→ TEXTE SOURCE
------------------------------------------------

LE CINEMA SANS LA TELEVISION ? - 25 juin 2003 à Paris.
En France, grâce à l’action des professionnels et des pouvoirs publics, la télévision a sauvé le cinéma - sa puissance de production et de diffusion, sa diversité créative, son ambition artistique et son poids industriel et financier. Et, ce faisant, la télévision a menacé de contrôler le cinéma. Au cours du dernier quart de siècle, le cinéma aura vécu de la télévision, avec la télévision, contre la télévision. Jamais il n’aura cessé de s’en plaindre, et de vouloir s’en différencier, jamais il n’aura cessé non plus de s’inquiéter à la moindre velléité du petit écran de prendre ses distances avec le grand. Tout indique que cette période, marquée notamment par le rôle central dévolu à Canal Plus depuis 1984, arrive à son terme.
Il est indispensable de gérer le mieux possible la période transitoire, lourde de dangers pour le cinéma, qui s’est ouverte. Les pouvoirs publics et les professionnels s’y emploient, et c’est fort bien ainsi. Mais cette situation, et de nombreux autres facteurs liés aux évolutions des technologiques et des pratiques culturelles, font apparaître la possibilité à plus long terme d’un modèle différent.
Dans quelle mesure ses relations avec la télévision ont-elles transformé le cinéma, dans quelle mesure l’état contemporain des images et de la communication redéfinit-il sa nature et son statut ? Existe-t-il des hypothèses économiquement viables, et esthétiquement souhaitables, de stabilité économique du cinéma sans la télévision, ou du moins en cessant de dépendre massivement d’elle ? Les divers modes de diffusion des films dans des lieux qui leur sont dédiés (en salles, sur les chaînes thématiques, en DVD, à l’exportation, dans le cadre d’une diffusion patrimoniale, à terme sur Internet) constitueront-ils un jour un cadre pérenne, et cohérent ?
Ce sont ces questions, moins directement inspirées par l’urgence mais qui engagent l’avenir et les stratégies à mettre d’ores et déjà en place, qui relèvent par excellence des tâches que s’est fixée l’association L’Exception. C’est sur ces thèmes, envisagés à la fois dans leurs aspects artistiques et dans leurs aspects économiques, qu’elle invitera artistes, professionnels, représentants des pouvoirs publics et acteurs culturels, français et européens, à débattre, confronter les expériences, lors de son séminaire annuel organisé à Sciences-Po, le 25 juin.
Jean-Michel Frodon
QUESTIONS DE FILM
Introduction par Michel Reilhac, directeur du cinéma, ARTE France.
Axes de réflexion :
- Pensez-vous qu’il existe aujourd’hui une différence de nature entre une réalisation de cinéma et de télévision ?
- La différence entre cinéma et télévision est-elle davantage mise en œuvre dans le domaine du documentaire que dans celui de la fiction ?
- Que pensez-vous de l’affirmation : le cinéma et la télévision sont devenus des composantes de plus en plus indistinctes d’un univers audio-visuel beaucoup plus vaste, complexe et flou ?
- Un film doit-il s’affirmer en se différenciant des produits télévisuels, ou audiovisuels en général ? Par quels moyens ?

------------------------------------------------

→ EXTRAIT DE DONNÉES
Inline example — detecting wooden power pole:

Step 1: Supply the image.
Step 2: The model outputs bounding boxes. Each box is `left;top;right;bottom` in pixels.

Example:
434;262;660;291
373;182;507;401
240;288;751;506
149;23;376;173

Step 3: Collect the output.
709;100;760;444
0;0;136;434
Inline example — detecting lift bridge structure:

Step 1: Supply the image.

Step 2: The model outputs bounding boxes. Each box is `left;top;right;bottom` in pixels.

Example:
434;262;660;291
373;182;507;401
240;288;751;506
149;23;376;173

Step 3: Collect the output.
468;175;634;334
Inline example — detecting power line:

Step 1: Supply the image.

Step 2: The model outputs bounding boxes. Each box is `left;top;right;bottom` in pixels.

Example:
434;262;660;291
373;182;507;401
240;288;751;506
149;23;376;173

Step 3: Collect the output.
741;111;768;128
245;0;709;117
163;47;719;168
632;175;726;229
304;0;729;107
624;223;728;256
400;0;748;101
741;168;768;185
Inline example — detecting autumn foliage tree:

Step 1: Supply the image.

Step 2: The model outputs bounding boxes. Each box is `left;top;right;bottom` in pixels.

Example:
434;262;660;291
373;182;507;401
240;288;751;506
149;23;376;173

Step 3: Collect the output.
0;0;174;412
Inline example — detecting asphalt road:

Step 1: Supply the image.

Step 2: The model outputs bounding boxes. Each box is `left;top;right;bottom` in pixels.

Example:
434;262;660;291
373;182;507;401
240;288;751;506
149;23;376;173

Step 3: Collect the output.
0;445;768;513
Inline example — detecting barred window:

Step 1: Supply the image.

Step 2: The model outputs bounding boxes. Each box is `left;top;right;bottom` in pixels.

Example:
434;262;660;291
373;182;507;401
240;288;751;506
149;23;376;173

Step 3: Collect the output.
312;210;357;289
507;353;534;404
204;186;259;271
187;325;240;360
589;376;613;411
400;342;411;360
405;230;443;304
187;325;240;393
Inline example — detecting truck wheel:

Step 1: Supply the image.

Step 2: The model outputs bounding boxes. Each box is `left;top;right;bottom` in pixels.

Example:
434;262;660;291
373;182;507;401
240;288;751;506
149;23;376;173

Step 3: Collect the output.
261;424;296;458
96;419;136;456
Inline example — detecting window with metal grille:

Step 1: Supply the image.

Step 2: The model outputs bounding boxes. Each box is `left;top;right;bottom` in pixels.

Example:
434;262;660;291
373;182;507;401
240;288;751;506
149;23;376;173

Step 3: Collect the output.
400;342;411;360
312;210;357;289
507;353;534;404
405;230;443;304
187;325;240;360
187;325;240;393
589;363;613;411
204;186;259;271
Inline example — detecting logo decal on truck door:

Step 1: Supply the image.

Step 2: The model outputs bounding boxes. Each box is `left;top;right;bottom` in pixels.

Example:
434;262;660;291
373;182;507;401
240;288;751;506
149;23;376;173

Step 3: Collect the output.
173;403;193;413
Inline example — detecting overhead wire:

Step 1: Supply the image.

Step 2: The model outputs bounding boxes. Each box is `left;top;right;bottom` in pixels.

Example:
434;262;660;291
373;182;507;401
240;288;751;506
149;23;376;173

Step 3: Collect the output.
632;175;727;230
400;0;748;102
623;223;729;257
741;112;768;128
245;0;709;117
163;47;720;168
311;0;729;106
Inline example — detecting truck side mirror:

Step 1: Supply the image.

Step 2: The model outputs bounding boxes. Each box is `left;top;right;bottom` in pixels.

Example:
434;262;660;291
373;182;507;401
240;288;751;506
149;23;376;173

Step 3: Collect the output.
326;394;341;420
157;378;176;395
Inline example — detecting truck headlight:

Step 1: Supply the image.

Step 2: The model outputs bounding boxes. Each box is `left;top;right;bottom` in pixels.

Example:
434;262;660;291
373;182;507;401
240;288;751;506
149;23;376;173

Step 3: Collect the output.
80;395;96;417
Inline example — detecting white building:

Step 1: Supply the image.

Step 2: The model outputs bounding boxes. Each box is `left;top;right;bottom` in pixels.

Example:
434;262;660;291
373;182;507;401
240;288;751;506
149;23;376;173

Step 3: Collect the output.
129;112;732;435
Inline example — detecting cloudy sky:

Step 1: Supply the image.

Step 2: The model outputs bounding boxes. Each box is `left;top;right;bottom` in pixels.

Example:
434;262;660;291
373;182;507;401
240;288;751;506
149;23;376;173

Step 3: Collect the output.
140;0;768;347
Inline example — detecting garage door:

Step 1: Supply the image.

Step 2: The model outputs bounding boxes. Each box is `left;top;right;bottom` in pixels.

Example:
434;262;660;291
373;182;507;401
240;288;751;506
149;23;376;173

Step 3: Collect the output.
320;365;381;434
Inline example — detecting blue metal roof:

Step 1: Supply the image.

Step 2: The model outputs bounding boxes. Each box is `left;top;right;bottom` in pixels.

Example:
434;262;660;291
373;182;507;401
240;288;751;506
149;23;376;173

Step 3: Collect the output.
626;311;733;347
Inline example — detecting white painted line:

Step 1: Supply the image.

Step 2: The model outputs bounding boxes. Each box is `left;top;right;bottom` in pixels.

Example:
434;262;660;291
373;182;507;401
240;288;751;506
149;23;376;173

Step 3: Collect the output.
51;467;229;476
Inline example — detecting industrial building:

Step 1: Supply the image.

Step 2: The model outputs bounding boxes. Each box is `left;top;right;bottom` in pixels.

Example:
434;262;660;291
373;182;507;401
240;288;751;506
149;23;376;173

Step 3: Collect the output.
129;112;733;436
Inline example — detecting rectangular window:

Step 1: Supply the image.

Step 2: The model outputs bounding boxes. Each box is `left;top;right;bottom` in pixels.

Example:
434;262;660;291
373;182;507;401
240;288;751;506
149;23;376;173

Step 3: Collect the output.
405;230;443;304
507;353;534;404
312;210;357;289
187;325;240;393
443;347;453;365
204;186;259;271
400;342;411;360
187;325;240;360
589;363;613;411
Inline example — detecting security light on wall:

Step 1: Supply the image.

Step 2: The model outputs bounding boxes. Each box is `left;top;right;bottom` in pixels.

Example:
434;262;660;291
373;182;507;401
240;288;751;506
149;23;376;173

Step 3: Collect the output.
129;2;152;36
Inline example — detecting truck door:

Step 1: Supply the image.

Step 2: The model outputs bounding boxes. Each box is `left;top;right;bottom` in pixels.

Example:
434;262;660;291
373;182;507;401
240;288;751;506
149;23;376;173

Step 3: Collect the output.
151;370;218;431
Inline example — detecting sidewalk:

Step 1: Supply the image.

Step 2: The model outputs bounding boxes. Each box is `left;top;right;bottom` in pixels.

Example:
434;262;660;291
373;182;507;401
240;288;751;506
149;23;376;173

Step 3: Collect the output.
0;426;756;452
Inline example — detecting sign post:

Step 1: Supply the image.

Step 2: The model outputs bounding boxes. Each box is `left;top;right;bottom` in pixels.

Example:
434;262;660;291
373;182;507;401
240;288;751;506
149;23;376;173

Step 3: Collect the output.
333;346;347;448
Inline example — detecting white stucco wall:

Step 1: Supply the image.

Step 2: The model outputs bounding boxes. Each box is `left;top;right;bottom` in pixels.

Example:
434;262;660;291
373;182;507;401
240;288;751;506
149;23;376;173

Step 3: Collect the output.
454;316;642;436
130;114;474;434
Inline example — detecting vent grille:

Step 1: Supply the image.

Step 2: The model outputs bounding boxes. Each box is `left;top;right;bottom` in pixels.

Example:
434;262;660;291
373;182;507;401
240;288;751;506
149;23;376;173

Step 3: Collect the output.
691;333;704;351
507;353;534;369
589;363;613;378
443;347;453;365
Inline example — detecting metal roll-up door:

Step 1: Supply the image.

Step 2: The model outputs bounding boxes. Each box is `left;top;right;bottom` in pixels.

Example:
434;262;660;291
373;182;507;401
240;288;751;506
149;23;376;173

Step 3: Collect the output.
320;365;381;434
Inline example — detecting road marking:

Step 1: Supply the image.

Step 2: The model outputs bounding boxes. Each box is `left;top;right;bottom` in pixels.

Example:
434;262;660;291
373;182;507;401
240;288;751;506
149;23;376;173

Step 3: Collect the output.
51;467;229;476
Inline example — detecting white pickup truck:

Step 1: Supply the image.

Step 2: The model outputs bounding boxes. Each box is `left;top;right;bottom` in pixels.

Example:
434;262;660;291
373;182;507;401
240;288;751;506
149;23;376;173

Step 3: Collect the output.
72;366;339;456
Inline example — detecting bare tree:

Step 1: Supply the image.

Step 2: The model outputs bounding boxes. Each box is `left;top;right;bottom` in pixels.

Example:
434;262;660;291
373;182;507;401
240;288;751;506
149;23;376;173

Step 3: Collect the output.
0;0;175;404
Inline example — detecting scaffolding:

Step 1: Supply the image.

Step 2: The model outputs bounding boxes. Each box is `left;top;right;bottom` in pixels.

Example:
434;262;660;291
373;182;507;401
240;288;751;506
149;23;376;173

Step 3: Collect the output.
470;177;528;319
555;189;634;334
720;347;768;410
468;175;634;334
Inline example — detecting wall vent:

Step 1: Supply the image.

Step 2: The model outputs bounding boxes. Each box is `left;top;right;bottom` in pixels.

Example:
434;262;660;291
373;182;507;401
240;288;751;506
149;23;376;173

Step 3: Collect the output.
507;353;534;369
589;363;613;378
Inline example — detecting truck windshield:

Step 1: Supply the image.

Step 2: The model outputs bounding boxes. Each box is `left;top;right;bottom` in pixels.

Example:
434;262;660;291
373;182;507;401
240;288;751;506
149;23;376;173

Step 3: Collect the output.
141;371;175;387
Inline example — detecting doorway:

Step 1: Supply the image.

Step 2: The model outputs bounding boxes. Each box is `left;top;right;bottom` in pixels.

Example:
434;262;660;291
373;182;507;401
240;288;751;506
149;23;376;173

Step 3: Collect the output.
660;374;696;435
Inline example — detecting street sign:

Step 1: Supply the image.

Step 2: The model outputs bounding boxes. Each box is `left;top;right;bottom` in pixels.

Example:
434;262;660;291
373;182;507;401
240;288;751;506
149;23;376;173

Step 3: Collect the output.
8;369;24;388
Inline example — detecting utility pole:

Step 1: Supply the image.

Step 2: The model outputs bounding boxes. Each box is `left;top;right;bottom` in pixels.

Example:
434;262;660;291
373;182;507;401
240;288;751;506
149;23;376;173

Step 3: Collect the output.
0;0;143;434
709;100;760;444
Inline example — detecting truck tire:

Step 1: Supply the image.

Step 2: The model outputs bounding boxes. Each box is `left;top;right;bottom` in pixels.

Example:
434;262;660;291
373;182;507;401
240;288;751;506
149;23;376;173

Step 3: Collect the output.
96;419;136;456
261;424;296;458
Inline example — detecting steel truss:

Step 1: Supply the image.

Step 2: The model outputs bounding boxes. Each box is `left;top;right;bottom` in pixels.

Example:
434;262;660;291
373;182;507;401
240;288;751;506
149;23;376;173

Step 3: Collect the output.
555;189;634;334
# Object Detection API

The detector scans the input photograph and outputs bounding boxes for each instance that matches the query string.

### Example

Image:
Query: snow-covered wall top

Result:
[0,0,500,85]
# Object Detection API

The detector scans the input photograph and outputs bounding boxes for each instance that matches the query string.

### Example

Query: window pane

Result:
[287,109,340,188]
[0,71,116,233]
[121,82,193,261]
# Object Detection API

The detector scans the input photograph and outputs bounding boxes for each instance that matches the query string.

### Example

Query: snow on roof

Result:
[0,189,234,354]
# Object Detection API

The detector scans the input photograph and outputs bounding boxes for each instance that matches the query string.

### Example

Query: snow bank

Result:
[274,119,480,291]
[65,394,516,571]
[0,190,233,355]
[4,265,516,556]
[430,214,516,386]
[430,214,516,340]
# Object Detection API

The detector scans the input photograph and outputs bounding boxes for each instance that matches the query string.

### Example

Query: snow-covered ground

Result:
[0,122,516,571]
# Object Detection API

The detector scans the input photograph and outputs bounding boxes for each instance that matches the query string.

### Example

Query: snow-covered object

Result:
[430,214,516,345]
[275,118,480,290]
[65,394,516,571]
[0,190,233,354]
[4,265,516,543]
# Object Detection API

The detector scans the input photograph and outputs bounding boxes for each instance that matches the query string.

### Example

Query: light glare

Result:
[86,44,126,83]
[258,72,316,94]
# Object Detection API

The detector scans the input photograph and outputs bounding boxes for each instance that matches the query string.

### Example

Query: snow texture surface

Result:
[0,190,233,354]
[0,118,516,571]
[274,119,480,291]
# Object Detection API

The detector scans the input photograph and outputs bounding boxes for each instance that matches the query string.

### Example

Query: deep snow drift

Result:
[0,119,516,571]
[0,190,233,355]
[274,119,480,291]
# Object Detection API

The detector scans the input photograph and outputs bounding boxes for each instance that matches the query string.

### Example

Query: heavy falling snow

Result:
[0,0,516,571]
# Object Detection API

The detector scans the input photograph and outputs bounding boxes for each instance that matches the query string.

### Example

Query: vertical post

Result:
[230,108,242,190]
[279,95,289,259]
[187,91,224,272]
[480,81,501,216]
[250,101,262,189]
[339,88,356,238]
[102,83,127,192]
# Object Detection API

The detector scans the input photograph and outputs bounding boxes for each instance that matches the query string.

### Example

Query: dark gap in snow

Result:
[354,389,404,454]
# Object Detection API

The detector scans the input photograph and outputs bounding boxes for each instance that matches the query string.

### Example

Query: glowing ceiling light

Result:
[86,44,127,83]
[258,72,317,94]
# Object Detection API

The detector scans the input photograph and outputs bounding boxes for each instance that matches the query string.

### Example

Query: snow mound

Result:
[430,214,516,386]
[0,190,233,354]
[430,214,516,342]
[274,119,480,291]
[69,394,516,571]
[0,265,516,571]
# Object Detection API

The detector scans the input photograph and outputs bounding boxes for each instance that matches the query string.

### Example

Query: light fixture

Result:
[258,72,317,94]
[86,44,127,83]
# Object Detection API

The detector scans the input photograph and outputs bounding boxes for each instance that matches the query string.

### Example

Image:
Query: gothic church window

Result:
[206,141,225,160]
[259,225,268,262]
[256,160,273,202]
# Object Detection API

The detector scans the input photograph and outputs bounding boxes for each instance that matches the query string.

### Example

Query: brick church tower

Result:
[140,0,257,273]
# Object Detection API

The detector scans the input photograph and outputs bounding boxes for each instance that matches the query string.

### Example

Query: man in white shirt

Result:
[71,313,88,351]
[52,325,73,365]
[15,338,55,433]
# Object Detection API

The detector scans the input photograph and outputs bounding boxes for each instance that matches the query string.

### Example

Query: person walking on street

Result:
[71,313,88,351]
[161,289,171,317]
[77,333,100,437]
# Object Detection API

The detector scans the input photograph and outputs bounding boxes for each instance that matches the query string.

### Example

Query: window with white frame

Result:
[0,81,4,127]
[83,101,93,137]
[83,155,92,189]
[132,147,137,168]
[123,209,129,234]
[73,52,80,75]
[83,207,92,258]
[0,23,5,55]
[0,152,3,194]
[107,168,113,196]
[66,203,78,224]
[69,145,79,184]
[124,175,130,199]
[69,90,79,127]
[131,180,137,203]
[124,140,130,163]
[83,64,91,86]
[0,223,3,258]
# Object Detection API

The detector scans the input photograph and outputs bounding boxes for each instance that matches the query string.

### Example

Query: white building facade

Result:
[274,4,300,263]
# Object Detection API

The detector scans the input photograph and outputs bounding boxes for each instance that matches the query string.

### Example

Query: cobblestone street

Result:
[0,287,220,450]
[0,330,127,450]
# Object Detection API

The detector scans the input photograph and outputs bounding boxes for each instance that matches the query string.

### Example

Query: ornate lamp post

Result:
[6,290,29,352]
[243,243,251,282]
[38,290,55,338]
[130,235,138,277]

------------------------------------------------

→ CONSIGNES DE L'EXERCICE
(A) Condensez sous forme de liste le paragraphe du texte source qui commence par « Il est indispensable de gérer », en conservant ses faits principaux.
(B) Prolongez le texte source à partir de sa dernière phrase.
Les données n'interviennent pas dans ce travail.

→ RÉSULTATS OBTENUS
(A)
- Une période transitoire s'est ouverte. Elle est lourde de dangers pour le cinéma et doit être gérée le mieux possible.
- Les pouvoirs publics et les professionnels s'y emploient.
- Cette situation fait apparaître, à plus long terme, la possibilité d'un modèle différent.
- De nombreux autres facteurs y contribuent, liés aux évolutions des technologies et des pratiques culturelles.

(B)
- Dans quelle mesure la télévision modélise-t-elle, en France et ailleurs, les films de cinéma (ou réputés tels) ?
- Quel rôle attribuer à la taille de l’écran ? La salle est-elle toujours le lieu par excellence du cinéma, le petit écran est-il toujours par nature une altération du processus de cinéma ? Le support de l’image (argentique ou numérique, projeté sur l’écran ou diffusé par celui-ci) est-il encore significatif ?
QUESTIONS DE CINÉMA
Introduction par Marc Nicolas, directeur de la Femis
Axes de réflexion :
- La baisse de régime du modèle économique français de financement du cinéma appuyé principalement sur la télévision traduit-elle selon vous une difficulté transitoire ou une usure irrémédiable ?
- Les chaînes thématiques consacrées au cinéma sont-elles susceptibles de jouer un rôle différent des chaînes généralistes dans la production, la diffusion et la réception des films ?
- Un modèle économique de financement du cinéma s’appuyant sur les télévisions mais sans que Canal + continue de jouer son rôle décisif est-il viable ?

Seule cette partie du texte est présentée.